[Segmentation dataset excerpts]
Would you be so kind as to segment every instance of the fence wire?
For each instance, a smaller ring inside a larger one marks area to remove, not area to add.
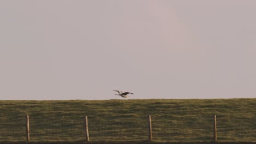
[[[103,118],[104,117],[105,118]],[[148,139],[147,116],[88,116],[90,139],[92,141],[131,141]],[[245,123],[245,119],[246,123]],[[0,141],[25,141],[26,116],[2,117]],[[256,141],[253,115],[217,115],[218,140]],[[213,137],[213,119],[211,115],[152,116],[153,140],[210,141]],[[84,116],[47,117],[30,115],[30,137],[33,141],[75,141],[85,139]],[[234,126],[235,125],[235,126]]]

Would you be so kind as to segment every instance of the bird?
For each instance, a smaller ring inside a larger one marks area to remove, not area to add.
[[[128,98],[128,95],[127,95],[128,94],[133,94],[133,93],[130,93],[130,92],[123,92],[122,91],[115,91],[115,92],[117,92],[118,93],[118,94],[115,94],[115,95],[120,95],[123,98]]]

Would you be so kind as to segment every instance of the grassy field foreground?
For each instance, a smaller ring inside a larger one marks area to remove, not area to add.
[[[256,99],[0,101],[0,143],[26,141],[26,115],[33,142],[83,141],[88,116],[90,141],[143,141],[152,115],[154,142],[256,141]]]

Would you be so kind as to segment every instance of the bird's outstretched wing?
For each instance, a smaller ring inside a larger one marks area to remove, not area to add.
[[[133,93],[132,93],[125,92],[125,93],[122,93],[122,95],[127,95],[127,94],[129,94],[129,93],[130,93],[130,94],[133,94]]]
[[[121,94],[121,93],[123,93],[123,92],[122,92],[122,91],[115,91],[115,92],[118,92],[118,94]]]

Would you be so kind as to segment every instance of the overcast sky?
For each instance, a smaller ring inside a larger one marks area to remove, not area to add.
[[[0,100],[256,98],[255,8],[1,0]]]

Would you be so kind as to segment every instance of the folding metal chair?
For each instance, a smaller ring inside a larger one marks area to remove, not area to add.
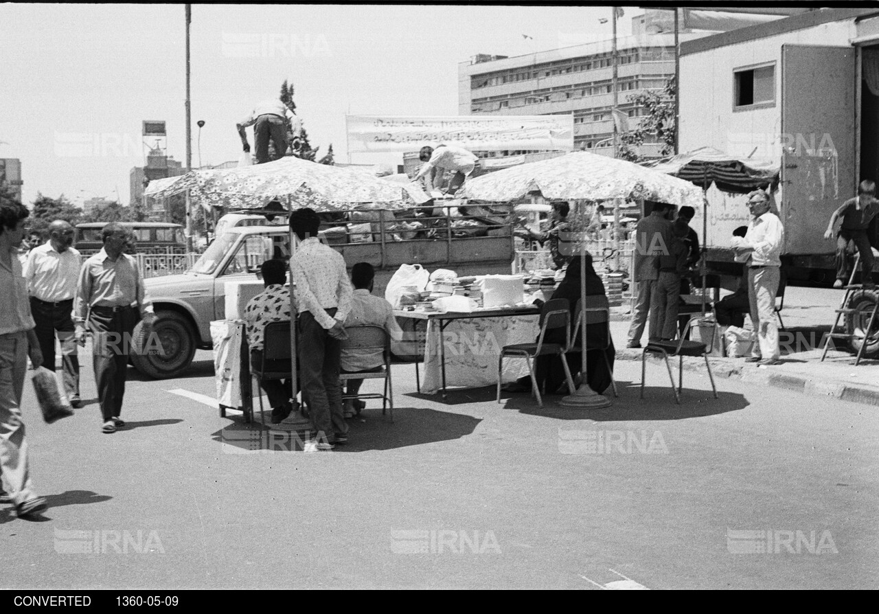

* * *

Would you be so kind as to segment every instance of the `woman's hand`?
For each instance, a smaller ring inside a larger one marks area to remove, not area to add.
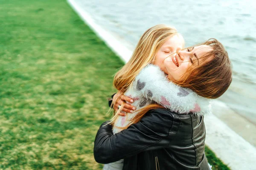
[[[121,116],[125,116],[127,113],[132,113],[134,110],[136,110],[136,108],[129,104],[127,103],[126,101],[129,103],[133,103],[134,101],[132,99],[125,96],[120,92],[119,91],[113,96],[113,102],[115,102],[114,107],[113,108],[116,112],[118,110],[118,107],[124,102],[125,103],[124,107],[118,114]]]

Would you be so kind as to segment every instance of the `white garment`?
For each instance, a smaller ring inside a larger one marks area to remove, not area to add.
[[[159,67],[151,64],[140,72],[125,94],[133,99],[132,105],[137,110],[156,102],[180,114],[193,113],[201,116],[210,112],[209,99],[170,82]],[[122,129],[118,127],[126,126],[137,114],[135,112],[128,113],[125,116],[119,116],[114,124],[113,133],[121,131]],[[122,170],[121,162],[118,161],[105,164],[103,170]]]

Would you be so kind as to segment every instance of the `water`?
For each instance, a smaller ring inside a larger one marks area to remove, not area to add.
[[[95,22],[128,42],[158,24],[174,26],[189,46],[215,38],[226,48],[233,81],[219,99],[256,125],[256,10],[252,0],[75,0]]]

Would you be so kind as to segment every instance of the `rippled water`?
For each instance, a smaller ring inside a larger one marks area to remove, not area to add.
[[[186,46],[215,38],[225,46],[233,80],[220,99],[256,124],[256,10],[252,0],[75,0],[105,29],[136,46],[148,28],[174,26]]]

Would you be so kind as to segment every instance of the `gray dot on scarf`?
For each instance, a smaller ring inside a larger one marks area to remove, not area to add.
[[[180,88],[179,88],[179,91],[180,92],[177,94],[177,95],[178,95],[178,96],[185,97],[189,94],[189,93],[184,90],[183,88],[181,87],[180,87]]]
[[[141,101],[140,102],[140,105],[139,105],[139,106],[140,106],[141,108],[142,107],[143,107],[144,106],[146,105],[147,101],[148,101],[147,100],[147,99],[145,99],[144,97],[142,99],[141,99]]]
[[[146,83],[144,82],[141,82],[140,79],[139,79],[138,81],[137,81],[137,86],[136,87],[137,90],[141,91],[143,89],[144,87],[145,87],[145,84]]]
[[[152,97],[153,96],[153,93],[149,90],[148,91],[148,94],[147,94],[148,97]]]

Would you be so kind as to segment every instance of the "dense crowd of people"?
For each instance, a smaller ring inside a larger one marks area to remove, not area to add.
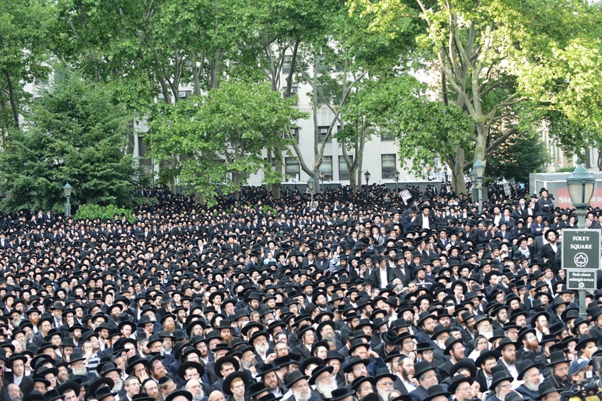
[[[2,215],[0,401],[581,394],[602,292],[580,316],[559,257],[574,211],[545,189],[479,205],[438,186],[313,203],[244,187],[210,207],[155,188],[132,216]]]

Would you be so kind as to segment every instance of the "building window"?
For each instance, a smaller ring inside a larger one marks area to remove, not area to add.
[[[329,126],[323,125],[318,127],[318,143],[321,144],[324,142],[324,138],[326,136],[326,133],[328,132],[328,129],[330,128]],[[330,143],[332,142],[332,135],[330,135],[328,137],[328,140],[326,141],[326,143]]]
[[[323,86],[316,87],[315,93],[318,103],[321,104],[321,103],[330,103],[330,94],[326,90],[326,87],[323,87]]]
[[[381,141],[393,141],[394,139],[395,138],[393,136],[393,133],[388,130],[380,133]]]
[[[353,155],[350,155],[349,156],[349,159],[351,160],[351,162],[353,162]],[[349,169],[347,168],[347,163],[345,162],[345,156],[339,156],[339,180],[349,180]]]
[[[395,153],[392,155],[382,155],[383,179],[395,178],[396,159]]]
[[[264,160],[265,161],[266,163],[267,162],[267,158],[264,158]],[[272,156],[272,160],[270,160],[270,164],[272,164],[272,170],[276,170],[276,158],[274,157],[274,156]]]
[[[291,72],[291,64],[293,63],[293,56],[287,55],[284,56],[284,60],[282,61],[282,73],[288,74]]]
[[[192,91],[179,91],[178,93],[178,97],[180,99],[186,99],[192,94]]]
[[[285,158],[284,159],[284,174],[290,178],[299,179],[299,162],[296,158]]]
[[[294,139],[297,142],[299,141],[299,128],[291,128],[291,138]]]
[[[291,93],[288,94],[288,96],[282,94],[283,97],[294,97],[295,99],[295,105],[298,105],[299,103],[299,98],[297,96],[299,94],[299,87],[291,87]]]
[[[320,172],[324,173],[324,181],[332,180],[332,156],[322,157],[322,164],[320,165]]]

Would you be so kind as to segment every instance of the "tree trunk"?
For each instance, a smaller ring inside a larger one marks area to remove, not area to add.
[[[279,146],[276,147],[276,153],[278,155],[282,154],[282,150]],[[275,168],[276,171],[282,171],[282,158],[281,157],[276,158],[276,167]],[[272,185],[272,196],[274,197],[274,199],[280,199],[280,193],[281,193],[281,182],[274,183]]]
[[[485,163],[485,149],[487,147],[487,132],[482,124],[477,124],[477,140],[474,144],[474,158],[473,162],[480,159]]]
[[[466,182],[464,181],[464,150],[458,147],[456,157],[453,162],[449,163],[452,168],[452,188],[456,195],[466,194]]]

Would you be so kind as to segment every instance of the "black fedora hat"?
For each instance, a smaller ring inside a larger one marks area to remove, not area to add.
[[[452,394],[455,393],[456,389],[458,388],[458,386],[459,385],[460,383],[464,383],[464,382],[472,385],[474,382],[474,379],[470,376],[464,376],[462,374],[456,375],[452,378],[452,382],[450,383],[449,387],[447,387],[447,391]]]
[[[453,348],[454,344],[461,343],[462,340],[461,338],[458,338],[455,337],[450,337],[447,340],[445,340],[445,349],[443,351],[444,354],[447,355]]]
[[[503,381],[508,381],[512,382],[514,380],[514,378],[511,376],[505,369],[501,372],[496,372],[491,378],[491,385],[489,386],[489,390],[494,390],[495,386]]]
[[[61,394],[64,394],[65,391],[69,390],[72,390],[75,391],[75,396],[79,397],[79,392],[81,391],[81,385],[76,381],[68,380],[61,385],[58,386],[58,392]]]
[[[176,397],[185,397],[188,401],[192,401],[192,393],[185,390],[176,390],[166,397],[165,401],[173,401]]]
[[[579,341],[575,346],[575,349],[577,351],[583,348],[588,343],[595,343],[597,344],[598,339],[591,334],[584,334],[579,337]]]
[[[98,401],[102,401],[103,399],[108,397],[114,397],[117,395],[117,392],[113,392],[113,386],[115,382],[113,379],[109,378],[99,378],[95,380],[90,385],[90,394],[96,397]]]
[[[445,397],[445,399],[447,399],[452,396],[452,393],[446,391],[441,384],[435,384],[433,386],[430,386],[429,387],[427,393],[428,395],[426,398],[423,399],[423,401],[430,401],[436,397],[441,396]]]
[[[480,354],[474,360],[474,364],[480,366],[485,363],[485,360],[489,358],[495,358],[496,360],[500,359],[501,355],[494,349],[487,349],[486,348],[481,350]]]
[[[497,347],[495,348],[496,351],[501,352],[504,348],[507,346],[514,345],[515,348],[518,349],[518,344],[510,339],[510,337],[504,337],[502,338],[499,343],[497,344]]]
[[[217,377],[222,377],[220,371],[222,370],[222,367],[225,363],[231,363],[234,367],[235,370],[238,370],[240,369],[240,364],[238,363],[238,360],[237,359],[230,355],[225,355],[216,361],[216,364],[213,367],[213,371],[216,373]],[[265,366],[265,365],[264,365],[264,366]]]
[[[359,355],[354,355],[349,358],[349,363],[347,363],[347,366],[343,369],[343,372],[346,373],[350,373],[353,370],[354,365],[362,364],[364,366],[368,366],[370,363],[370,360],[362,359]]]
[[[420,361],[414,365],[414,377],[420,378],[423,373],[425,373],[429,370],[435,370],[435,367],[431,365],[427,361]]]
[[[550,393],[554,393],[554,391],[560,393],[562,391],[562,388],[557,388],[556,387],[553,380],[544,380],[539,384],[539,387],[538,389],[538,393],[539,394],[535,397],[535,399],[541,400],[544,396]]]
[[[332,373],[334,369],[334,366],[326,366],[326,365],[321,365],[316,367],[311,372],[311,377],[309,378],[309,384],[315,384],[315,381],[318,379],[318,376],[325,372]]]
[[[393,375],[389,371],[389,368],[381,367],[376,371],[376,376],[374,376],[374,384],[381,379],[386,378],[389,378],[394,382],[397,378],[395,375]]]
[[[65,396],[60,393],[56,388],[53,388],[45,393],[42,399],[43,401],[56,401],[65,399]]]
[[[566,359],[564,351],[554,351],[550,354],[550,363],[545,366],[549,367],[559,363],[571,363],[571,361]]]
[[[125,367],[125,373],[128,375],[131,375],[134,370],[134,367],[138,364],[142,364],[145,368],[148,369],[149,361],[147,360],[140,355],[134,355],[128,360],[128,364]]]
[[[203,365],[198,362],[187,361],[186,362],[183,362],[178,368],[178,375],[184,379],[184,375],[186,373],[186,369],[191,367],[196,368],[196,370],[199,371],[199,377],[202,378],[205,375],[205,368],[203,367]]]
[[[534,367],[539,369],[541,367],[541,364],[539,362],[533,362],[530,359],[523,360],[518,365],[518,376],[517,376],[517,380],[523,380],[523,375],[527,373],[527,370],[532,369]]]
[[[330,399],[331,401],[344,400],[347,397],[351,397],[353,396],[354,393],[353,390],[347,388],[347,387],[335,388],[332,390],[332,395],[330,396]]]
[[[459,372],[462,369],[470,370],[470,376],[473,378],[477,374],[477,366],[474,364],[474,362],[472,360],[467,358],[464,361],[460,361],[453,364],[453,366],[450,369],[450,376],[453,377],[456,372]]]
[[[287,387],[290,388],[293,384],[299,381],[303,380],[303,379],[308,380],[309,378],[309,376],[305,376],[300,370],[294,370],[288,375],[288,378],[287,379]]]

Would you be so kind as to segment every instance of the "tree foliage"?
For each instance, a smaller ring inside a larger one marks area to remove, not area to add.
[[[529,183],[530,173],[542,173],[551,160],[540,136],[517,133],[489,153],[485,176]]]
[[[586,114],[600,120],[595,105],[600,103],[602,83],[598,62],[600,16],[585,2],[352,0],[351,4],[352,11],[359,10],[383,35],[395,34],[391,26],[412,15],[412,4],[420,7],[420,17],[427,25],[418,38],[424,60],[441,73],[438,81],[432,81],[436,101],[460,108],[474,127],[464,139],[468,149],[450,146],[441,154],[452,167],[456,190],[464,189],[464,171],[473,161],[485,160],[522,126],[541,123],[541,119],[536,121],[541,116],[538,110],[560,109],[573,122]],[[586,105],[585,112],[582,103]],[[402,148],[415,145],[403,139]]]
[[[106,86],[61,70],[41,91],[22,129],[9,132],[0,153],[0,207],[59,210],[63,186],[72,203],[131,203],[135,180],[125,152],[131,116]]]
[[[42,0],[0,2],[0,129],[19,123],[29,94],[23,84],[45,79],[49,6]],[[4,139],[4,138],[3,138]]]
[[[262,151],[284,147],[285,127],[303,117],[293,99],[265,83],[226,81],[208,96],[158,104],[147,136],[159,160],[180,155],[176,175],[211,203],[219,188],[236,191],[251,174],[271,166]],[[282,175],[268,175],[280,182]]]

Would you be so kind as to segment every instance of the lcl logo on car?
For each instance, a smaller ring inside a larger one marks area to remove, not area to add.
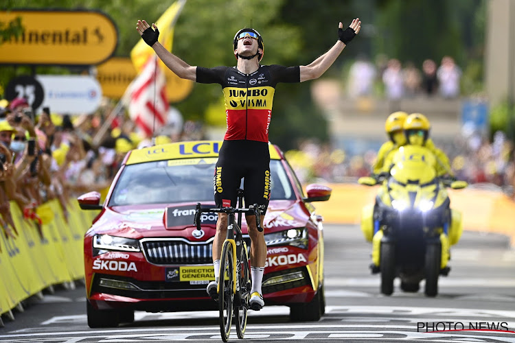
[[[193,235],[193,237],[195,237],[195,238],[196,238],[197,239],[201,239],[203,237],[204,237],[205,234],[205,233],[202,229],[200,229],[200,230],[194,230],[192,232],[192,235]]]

---

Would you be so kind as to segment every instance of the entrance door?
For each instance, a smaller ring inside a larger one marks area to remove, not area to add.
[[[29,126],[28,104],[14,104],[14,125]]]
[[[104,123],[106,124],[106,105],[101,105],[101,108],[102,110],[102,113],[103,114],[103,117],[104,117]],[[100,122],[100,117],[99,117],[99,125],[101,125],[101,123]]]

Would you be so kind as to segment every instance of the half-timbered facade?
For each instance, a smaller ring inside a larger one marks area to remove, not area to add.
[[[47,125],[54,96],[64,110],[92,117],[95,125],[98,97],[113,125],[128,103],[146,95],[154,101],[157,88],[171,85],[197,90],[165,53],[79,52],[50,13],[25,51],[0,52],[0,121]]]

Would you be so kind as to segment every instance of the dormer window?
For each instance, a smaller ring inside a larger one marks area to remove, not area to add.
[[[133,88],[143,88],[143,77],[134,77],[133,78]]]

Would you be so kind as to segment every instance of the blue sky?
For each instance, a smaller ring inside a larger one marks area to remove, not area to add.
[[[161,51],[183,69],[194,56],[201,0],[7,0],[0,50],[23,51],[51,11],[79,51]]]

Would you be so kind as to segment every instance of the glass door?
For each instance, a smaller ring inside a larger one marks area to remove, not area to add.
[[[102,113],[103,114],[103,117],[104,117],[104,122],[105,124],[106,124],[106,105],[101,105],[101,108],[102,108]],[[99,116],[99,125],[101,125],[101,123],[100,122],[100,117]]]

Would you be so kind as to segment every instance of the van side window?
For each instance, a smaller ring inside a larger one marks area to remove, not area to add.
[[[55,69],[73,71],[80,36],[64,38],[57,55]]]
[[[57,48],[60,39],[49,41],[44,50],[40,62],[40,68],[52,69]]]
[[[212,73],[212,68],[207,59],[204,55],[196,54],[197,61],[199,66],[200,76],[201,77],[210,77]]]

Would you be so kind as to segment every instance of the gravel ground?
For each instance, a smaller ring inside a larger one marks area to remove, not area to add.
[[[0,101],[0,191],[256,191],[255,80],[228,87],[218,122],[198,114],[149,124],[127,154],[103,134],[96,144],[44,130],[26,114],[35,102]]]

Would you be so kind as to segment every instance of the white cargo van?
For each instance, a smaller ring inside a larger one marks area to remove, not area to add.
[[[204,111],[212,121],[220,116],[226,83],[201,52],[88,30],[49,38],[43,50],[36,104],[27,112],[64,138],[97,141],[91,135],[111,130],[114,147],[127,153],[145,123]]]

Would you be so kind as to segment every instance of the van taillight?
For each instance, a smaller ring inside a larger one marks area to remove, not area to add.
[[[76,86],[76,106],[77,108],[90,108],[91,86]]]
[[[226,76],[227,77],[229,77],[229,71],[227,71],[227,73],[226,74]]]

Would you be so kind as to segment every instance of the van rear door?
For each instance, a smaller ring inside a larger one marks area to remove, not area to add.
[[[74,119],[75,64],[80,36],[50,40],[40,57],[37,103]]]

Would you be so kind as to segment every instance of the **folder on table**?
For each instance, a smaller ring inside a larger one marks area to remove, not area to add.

What is asked
Identify every line in the rows above that contains the word "tree", treating case as significant, and copy each such line.

Solution to the exercise
Would you be so kind as to segment every instance of the "tree trunk"?
Would you be so kind as to segment every instance of the "tree foliage"?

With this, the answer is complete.